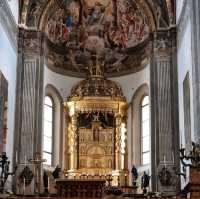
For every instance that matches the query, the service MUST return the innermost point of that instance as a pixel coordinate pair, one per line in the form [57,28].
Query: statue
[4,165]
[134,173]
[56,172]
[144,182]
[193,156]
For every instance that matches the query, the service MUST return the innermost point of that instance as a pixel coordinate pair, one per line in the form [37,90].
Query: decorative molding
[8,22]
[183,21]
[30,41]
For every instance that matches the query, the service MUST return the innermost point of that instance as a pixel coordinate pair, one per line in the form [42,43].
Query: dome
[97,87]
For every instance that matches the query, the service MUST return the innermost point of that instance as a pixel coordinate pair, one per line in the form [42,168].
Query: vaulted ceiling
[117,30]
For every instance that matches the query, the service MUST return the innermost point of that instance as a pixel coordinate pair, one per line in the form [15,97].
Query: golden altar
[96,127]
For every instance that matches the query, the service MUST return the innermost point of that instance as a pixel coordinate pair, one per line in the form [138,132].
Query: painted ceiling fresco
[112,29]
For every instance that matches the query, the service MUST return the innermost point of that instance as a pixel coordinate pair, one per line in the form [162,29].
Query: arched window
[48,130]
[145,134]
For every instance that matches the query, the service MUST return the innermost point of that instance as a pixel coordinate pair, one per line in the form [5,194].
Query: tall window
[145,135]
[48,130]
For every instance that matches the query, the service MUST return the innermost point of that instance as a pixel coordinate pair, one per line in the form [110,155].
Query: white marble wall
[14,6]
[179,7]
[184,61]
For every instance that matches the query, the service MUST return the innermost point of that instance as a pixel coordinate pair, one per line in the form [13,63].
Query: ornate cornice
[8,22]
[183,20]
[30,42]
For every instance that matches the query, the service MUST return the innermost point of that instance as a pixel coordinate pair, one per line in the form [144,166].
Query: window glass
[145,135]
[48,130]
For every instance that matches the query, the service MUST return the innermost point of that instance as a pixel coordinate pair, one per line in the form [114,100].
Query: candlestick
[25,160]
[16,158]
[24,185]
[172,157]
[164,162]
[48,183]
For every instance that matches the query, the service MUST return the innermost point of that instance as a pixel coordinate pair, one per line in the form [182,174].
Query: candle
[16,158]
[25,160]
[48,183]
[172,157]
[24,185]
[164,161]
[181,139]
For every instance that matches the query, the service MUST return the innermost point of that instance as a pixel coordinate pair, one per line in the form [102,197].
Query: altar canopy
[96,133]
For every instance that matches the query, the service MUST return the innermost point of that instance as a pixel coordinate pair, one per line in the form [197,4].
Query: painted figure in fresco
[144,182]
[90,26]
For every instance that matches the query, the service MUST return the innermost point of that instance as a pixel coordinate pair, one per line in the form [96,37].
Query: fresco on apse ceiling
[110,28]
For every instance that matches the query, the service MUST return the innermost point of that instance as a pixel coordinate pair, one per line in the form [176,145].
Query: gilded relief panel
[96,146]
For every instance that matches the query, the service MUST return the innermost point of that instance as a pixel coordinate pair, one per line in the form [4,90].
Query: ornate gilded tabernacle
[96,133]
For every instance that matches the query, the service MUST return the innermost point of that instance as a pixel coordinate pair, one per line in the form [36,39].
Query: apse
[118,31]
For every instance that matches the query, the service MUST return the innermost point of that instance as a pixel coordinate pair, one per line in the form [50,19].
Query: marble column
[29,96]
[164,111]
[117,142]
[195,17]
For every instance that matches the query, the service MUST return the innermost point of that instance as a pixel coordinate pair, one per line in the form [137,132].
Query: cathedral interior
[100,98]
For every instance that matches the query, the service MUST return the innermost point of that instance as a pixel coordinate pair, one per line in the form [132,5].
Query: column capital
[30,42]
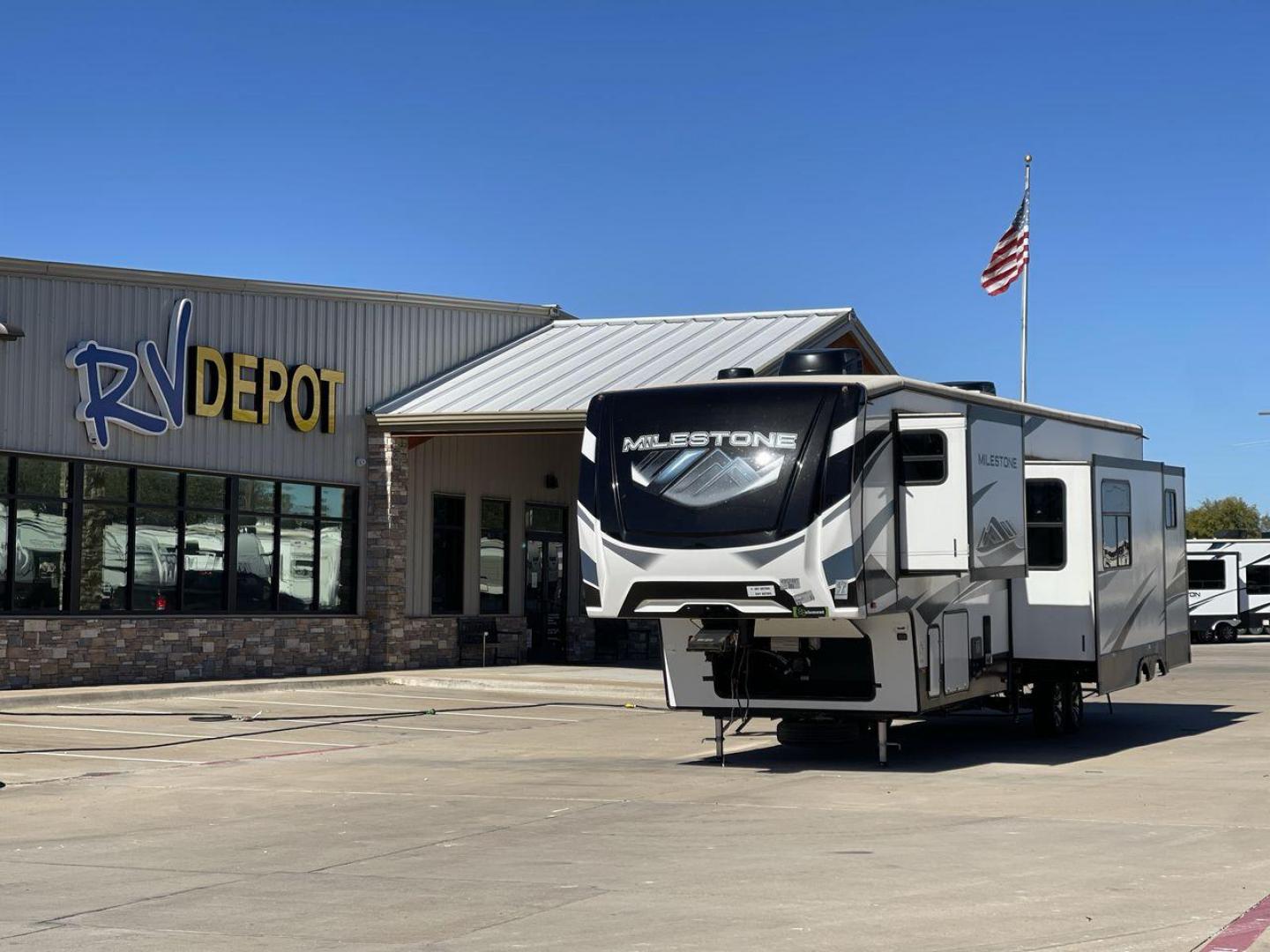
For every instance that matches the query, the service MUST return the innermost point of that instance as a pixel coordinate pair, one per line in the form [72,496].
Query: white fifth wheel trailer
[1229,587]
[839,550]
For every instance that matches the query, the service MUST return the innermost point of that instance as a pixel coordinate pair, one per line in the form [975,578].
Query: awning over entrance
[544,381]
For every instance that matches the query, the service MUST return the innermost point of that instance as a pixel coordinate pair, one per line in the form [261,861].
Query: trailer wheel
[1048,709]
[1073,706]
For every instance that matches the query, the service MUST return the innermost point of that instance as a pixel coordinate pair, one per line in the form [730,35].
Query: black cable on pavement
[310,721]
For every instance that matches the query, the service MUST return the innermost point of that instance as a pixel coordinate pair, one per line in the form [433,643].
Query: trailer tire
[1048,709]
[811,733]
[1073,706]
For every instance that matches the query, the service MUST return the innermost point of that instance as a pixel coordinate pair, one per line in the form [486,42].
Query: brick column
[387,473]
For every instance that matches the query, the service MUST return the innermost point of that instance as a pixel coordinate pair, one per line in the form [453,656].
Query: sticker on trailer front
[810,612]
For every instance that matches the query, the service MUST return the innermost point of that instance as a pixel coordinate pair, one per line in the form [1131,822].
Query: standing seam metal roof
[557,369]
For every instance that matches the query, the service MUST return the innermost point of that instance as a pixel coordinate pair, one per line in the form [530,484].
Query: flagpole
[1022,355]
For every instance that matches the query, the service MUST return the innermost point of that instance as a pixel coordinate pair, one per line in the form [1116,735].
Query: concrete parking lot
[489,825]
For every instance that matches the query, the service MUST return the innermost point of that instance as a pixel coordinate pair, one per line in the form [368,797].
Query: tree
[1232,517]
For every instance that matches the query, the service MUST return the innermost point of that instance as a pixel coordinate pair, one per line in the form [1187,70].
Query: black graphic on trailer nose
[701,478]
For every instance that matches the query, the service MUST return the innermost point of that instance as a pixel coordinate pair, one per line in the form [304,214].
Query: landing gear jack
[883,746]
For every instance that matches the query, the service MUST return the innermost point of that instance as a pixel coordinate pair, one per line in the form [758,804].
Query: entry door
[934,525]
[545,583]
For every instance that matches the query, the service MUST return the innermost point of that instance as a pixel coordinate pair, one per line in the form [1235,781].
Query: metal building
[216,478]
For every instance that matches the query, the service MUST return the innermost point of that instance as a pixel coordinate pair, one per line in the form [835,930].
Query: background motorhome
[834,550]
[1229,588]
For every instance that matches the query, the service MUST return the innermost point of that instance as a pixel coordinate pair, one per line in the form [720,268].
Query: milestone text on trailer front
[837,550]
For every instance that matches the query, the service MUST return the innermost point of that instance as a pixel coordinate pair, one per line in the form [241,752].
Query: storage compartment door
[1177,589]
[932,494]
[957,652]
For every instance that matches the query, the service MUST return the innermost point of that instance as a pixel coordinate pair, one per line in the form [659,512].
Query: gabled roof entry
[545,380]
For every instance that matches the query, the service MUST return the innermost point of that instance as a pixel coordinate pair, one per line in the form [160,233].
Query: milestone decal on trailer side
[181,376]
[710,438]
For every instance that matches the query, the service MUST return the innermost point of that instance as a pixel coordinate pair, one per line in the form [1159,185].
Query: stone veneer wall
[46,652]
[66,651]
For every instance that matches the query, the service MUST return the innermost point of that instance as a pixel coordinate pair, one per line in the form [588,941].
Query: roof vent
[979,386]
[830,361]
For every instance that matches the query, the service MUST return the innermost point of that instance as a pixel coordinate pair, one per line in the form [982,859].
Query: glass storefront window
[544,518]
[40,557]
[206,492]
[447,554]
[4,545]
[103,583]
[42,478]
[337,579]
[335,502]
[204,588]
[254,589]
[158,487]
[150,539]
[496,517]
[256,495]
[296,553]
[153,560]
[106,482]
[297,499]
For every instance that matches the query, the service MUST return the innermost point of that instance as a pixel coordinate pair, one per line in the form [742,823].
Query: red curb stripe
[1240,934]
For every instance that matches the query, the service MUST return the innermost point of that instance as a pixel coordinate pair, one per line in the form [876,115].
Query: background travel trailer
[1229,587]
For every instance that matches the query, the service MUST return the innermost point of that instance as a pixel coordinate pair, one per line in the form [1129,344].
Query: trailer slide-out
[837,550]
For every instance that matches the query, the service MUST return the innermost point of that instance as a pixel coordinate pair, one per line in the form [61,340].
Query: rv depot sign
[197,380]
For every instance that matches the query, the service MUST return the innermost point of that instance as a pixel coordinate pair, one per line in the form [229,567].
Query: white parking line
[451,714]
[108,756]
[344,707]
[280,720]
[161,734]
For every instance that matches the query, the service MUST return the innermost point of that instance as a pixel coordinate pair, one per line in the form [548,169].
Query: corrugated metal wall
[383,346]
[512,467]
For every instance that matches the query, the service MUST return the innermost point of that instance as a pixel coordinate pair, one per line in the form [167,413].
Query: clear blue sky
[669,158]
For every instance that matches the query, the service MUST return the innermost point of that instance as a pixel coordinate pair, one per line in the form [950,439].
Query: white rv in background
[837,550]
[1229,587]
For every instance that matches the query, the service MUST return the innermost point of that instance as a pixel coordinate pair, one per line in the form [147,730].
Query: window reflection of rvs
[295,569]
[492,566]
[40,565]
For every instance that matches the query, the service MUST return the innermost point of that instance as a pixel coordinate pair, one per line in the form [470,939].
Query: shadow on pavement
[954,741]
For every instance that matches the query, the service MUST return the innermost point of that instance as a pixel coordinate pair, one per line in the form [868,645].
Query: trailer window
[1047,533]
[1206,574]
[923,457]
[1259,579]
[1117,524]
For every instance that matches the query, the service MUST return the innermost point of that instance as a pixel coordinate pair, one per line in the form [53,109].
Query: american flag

━━━━━━━━━━━━━━━━

Starting from the line with "Query: white parking line", write out every remaining line of the data above exactly, the final line included, and nothing before it.

**Written answer:**
Query: white parking line
[451,714]
[108,756]
[344,707]
[280,720]
[161,734]
For every instance that matches the query, the service MUST return the innermost point of that instance as a pixel coordinate pair, one per line in the form [548,169].
Query: corrugated metal wall
[383,346]
[512,467]
For every instance that matches the query, the service MUST return the innermost point of that instance as a pixel coordinate pair, one per line in the form [167,413].
Query: clear blue sky
[669,158]
For every instance that matches the query, the service MUST return the innermost point of that instance as a pixel coordinate pair, one per line in the form [950,439].
Query: white rv in background
[837,550]
[1229,587]
For every instance that matches the query, the service MUST return the innermost point of that instance as a pixel coordinate pair, one per line in the form [147,730].
Query: window reflection of rvs
[295,569]
[492,566]
[40,565]
For every instance that matches the query, the service MUST return the innermost point of that instance as a pixel coordinate pair, one per line in the form [470,939].
Query: shadow on pavement
[954,741]
For every instance that matches the query, the service MUST return the innermost point of that instance as a pixel coordinate pair, one per line in the form [868,645].
Query: trailer window
[1047,533]
[1206,574]
[923,457]
[1259,579]
[1117,524]
For every instance that matches the query, the service MUST return the innermost point of that instance as a pixel coordinate pair, one per line in the form [53,109].
Query: american flag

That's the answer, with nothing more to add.